Text segment:
[BEGIN]

Strictly speaking it is not the first try to implement what people used to call
wait [events] interface, but all previous attempts were not brought to some
reasonable state and died as proof of concept patches. But pg_stat_wait
is
currently available as a set of patches to current stable 9.4
branch and
currently developing 9.6 (actual versions should be looked at pgsql-hackers@).
After quite long testing and fixing bugs we even deployed them to production.
Installation
Before it all becomes part of core PostgreSQL you need to recompile postgres.
I think description of rebuilding as ./configure && make && sudo make install
is meaningless — much better to look into
documentation.
After it you should add pg_stat_wait
to shared_preload_libraries
.
Additionally, you can add following options to postgresql.conf
:
waits_monitoring = on
- enabling functionality on,pg_stat_wait.history = on
- storing history of wait events,pg_stat_wait.history_size = 1000000
- number of last events to keep in history,pg_stat_wait.history_period = 1000
- how often should wait events be stored in history (ms).
After that you should restart PostgreSQL and make CREATE EXTENSION
pg_stat_wait
. After that everything will start working.
Capabilities
What exactly will start to work? First you may look at what is inside the extension:
rpopdb01g/postgres M # \dxS+ pg_stat_wait
Objects in extension "pg_stat_wait"
Object Description
---------------------------------------------------------
function pg_is_in_trace(integer)
function pg_start_trace(integer,cstring)
function pg_stat_wait_get_current(integer)
function pg_stat_wait_get_history()
function pg_stat_wait_get_profile(integer,boolean)
function pg_stat_wait_make_test_lwlock(integer,integer)
function pg_stat_wait_reset_profile()
function pg_stop_trace(integer)
function pg_wait_class_list()
function pg_wait_event_list()
view pg_stat_wait_current
view pg_stat_wait_history
view pg_stat_wait_profile
view pg_wait_class
view pg_wait_event
view pg_wait_events
(16 rows)
rpopdb01g/postgres M #
Let’s see what wait events pg_stat_wait
is able to monitor:
rpopdb01g/postgres M # SELECT version();
version
---------------------------------------------------------------------------------------------------------------
PostgreSQL 9.4.5 on x86_64-unknown-linux-gnu, compiled by gcc (GCC) 4.4.7 20120313 (Red Hat 4.4.7-11), 64-bit
(1 row)
rpopdb01g/postgres M # SELECT class_name, count(event_name)

[END]

Data for this exercise:
[BEGIN]

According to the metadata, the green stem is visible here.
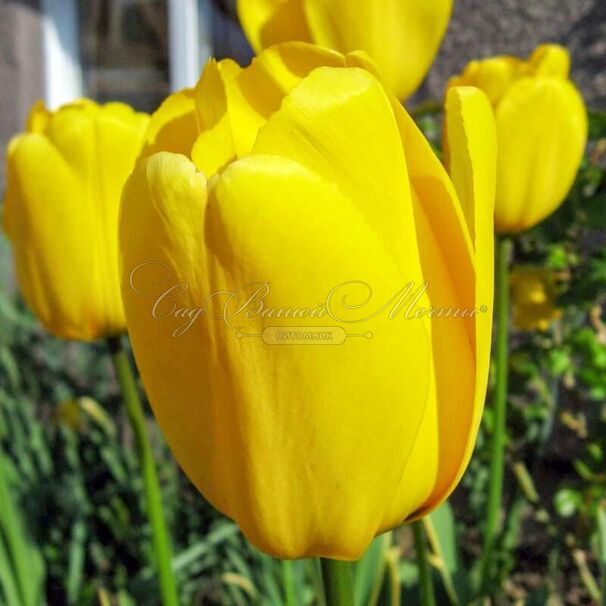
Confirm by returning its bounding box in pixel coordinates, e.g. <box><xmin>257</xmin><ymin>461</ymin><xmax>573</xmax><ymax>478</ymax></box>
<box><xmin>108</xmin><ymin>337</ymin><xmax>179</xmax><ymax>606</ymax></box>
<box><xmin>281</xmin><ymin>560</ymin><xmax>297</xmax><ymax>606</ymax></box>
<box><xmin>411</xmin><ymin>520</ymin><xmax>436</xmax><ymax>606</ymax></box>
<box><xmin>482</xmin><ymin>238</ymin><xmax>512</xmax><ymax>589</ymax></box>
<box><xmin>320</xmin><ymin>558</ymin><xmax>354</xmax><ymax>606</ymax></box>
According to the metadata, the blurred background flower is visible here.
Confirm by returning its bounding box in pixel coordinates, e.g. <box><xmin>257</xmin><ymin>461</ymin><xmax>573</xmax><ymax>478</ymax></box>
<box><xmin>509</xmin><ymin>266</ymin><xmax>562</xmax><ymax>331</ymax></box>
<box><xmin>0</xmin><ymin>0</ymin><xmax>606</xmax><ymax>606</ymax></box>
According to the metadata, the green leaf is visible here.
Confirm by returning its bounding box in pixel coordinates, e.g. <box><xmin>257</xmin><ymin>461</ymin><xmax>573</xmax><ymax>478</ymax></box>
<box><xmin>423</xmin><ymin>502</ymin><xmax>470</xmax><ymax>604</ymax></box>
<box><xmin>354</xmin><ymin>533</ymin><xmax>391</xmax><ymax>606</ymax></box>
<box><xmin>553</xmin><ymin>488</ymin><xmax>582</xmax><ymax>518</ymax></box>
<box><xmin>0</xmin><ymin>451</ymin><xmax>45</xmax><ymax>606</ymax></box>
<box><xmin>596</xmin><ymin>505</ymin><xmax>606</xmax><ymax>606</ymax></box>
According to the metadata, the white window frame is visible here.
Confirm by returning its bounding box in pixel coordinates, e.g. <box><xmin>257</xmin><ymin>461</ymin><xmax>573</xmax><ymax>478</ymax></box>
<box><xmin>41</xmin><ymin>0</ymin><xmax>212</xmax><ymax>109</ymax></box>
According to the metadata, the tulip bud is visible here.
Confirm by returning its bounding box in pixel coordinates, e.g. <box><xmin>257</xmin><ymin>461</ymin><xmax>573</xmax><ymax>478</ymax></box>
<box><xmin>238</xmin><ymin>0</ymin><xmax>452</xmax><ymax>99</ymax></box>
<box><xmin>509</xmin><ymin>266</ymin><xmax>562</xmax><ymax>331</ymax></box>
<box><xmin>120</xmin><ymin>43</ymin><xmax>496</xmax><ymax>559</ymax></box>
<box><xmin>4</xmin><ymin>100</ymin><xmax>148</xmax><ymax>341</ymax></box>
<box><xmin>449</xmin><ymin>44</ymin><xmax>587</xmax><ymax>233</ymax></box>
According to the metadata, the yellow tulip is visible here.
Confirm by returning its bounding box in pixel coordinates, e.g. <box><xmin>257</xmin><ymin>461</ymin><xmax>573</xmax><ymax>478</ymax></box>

[END]

Goal A:
Answer these about the pg_stat_wait text, one line each:
(i) Which current stable PostgreSQL branch are the patches available for?
(ii) What does the pg_stat_wait.history_size option set?
(iii) How many rows does the \dxS+ pg_stat_wait listing report?
Goal B:
Please reproduce the entries word for word, everything from the line containing "According to the metadata, the tulip" down to the end of the entries.

Response A:
(i) The 9.4 branch.
(ii) The number of last events to keep in history.
(iii) 16 rows.

Response B:
According to the metadata, the tulip bud is visible here.
Confirm by returning its bounding box in pixel coordinates, e.g. <box><xmin>257</xmin><ymin>461</ymin><xmax>573</xmax><ymax>478</ymax></box>
<box><xmin>238</xmin><ymin>0</ymin><xmax>452</xmax><ymax>99</ymax></box>
<box><xmin>509</xmin><ymin>266</ymin><xmax>562</xmax><ymax>331</ymax></box>
<box><xmin>120</xmin><ymin>43</ymin><xmax>496</xmax><ymax>559</ymax></box>
<box><xmin>4</xmin><ymin>100</ymin><xmax>148</xmax><ymax>341</ymax></box>
<box><xmin>449</xmin><ymin>44</ymin><xmax>587</xmax><ymax>233</ymax></box>
According to the metadata, the yellow tulip is visible here.
Confirm by returning its bounding box in pixel coordinates, e.g. <box><xmin>257</xmin><ymin>461</ymin><xmax>573</xmax><ymax>478</ymax></box>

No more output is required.